OBJECTIVE ->
Extract every line of the items below that contains the string "pink". Case counts.

Dataset excerpt ->
*****

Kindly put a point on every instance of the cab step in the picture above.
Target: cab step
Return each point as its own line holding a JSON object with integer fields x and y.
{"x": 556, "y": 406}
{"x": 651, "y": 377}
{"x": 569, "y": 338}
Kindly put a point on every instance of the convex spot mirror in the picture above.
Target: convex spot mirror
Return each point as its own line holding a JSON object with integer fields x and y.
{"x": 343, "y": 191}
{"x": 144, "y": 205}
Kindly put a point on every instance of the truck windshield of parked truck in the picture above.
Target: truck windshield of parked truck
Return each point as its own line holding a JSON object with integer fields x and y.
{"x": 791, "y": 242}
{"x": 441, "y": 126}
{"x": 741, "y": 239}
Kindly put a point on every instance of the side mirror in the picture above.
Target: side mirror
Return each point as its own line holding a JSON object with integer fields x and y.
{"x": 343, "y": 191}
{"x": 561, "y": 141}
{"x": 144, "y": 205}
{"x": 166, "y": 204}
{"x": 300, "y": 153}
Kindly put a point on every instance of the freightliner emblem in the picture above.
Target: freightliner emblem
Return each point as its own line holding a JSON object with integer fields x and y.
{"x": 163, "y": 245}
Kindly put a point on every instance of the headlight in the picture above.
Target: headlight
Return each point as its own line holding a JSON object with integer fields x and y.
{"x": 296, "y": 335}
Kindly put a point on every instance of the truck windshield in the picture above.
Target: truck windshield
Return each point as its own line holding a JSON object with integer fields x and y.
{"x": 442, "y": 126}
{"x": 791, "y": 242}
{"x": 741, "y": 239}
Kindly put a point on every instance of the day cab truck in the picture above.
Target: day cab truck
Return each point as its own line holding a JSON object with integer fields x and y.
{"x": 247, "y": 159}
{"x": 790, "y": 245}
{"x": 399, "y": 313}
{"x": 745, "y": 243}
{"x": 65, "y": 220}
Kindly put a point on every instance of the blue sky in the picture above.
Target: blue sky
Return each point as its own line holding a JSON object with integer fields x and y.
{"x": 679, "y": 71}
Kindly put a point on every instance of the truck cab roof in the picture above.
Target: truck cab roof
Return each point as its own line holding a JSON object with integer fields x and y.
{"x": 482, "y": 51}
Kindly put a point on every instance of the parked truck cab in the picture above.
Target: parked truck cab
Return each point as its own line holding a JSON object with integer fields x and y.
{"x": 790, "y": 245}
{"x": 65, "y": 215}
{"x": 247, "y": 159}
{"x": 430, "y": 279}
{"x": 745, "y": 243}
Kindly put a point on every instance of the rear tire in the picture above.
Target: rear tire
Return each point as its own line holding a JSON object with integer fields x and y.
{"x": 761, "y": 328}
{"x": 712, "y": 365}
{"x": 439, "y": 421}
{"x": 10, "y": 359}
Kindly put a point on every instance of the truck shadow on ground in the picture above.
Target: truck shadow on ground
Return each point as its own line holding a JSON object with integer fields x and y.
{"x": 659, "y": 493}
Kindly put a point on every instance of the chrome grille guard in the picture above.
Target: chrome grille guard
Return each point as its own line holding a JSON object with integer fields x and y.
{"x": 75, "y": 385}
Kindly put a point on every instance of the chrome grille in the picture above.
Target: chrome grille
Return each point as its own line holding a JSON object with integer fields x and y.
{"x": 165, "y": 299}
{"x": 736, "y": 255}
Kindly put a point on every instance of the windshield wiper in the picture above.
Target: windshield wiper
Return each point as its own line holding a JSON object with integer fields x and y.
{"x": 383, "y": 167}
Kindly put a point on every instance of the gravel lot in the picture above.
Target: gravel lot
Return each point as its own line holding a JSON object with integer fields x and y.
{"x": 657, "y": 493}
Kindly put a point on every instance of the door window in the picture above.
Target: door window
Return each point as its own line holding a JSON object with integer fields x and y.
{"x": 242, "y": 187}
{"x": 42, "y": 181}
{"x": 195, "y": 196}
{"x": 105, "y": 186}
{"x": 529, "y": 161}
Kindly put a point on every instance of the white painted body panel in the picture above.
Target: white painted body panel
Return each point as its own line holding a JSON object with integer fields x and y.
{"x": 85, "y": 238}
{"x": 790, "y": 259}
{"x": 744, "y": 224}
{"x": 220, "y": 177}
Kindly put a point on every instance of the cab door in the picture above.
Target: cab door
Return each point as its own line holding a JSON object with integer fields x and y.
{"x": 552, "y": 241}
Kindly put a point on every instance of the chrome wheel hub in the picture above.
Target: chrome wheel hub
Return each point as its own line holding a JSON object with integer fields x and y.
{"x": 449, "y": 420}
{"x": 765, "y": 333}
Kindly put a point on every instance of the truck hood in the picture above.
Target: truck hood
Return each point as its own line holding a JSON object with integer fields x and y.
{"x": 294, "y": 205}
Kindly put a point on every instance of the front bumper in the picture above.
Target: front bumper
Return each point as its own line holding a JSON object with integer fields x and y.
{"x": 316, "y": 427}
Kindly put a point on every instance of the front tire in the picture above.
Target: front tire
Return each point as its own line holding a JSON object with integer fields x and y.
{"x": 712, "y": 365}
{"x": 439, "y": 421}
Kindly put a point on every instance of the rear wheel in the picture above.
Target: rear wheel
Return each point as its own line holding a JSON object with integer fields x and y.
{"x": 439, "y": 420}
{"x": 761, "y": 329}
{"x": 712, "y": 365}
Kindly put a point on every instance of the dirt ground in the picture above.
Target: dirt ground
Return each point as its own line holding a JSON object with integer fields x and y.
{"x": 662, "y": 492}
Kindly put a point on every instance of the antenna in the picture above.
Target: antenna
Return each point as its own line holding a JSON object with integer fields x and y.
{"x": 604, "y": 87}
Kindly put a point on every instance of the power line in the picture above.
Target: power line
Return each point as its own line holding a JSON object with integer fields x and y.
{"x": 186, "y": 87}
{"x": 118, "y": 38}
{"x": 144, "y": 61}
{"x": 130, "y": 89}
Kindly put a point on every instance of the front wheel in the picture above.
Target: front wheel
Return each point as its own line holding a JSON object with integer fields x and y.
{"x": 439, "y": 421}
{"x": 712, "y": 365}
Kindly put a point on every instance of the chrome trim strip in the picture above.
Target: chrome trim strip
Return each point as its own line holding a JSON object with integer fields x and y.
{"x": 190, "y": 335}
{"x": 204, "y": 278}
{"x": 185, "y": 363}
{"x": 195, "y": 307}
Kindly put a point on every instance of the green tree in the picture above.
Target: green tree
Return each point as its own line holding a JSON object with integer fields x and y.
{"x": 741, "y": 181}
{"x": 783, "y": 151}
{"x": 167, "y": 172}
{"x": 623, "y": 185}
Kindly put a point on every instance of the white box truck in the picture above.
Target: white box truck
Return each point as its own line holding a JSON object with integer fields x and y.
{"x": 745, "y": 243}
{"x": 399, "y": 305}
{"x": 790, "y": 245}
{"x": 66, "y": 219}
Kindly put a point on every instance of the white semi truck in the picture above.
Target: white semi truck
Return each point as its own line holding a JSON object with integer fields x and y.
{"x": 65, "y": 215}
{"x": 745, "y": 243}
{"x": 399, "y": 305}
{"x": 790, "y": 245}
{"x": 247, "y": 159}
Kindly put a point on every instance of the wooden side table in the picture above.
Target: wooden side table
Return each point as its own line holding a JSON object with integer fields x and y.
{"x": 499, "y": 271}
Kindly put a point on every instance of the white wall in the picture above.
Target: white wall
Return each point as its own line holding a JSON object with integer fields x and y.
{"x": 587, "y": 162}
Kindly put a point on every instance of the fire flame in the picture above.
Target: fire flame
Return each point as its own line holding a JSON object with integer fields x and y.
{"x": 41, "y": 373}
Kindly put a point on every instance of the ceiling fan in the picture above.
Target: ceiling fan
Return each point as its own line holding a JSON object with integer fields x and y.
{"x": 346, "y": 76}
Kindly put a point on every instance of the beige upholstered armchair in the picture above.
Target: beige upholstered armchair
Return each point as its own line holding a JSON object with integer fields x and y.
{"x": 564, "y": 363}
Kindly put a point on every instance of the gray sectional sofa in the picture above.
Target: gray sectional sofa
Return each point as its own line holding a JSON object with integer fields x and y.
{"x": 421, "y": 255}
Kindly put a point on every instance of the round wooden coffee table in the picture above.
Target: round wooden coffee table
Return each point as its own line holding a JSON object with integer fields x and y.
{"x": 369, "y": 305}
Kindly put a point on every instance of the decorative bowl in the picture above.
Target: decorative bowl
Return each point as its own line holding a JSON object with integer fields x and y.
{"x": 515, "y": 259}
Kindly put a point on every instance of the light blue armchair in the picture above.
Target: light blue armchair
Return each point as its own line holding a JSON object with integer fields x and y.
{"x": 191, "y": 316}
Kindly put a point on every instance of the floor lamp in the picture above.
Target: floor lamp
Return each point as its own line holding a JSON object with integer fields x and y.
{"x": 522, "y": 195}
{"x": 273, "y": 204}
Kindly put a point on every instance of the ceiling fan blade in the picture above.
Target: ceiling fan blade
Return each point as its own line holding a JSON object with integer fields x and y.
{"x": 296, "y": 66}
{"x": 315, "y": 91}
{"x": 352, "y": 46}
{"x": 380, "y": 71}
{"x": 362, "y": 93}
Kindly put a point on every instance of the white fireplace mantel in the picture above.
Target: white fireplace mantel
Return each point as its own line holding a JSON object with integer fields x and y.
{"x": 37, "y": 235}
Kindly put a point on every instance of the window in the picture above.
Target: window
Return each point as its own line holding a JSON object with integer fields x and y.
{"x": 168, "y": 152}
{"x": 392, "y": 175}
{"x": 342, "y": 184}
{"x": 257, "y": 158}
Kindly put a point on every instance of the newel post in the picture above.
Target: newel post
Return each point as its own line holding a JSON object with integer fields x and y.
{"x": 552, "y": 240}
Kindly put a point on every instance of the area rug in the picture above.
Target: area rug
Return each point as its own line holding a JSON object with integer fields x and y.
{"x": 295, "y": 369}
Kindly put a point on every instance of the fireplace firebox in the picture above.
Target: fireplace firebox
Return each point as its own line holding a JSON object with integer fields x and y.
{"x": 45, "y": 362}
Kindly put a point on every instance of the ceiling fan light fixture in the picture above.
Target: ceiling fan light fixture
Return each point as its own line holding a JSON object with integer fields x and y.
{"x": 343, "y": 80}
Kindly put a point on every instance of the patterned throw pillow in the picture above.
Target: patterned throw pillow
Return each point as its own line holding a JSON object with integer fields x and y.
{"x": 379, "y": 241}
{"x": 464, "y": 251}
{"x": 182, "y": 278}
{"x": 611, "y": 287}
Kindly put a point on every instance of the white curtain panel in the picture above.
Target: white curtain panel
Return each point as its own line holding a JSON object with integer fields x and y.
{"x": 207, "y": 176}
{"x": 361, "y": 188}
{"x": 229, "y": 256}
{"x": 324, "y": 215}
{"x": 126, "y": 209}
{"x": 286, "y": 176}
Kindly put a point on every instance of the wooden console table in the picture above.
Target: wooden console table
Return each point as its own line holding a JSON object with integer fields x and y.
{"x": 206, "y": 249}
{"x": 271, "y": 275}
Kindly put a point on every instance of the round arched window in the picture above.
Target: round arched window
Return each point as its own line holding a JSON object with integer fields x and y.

*****

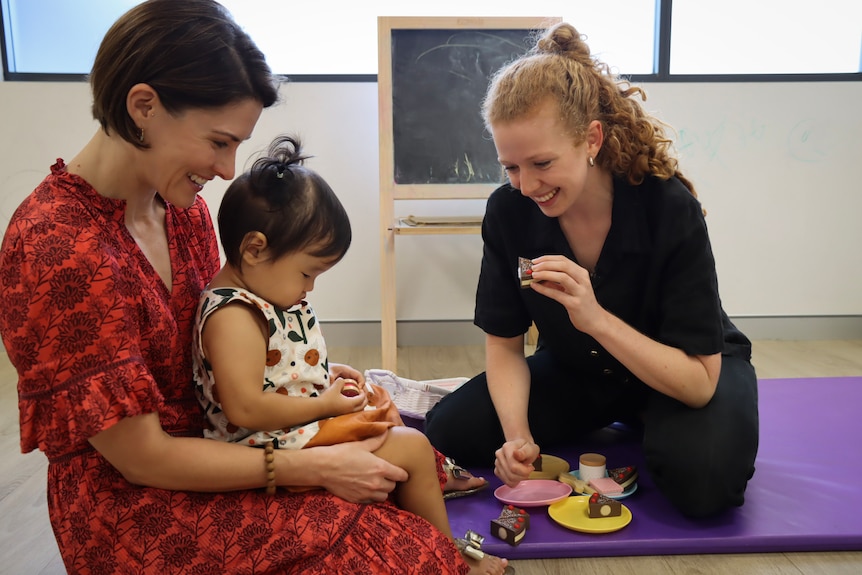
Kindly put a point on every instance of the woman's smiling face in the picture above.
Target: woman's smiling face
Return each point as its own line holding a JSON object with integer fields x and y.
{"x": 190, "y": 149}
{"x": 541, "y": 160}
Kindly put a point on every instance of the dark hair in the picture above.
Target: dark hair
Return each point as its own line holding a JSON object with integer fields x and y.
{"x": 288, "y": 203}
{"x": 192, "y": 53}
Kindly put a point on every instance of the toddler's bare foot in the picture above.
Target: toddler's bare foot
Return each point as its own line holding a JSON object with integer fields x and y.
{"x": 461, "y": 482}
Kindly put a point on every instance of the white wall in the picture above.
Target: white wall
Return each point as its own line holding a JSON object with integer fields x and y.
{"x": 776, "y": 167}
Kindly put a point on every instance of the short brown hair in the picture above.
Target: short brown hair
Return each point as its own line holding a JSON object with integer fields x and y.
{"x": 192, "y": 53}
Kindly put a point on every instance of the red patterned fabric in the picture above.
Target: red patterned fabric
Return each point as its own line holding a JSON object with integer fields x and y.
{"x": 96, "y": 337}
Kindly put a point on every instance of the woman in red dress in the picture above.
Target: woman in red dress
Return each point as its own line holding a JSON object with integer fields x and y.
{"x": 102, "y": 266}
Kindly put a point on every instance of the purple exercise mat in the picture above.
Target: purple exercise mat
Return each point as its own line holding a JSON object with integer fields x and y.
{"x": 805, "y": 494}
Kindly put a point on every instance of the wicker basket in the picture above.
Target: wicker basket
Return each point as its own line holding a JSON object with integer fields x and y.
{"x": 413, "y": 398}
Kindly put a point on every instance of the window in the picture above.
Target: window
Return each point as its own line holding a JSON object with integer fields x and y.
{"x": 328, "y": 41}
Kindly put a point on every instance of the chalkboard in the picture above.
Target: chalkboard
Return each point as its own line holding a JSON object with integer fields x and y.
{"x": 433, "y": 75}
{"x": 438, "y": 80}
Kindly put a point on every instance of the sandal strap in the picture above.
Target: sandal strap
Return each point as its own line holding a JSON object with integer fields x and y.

*****

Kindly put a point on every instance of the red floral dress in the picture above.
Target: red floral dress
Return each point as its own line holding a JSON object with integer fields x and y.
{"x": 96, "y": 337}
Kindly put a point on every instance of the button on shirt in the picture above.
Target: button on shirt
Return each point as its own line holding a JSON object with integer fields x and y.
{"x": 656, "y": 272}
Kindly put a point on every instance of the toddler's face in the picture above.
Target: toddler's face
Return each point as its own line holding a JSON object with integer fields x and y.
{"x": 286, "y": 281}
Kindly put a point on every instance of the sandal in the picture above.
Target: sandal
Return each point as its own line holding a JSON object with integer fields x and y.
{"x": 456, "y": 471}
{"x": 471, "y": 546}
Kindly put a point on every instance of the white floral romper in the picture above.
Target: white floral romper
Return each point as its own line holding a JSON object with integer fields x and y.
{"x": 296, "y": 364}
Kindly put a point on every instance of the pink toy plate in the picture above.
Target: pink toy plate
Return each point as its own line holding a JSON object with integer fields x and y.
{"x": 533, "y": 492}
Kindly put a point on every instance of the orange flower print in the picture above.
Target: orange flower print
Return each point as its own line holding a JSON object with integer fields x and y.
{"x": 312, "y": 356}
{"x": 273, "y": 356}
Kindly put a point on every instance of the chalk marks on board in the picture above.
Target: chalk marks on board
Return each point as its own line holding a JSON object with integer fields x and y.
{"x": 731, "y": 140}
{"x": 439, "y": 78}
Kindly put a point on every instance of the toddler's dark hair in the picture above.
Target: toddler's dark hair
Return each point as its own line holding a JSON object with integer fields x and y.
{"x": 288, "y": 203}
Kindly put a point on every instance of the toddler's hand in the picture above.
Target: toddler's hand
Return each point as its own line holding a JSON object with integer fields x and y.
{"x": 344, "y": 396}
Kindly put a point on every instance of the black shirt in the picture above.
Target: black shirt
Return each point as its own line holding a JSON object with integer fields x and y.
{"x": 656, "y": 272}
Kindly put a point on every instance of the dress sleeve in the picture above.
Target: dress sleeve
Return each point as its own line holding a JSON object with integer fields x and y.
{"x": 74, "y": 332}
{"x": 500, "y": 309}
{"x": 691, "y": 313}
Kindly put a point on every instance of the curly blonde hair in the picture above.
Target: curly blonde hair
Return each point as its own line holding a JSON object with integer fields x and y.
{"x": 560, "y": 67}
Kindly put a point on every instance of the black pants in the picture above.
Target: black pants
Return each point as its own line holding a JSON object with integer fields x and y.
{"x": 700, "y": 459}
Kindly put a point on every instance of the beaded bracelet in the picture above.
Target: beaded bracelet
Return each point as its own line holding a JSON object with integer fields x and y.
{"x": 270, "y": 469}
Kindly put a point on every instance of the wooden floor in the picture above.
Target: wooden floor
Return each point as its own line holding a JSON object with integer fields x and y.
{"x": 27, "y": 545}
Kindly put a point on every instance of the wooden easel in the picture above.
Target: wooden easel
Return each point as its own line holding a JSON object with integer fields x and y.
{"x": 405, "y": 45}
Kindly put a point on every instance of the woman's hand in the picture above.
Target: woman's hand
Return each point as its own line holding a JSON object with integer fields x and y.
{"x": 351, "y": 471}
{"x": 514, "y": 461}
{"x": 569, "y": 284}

*****

FULL ANSWER ->
Kindly put a point on every instance of the pink toy plate in the picture above.
Target: pink toy plate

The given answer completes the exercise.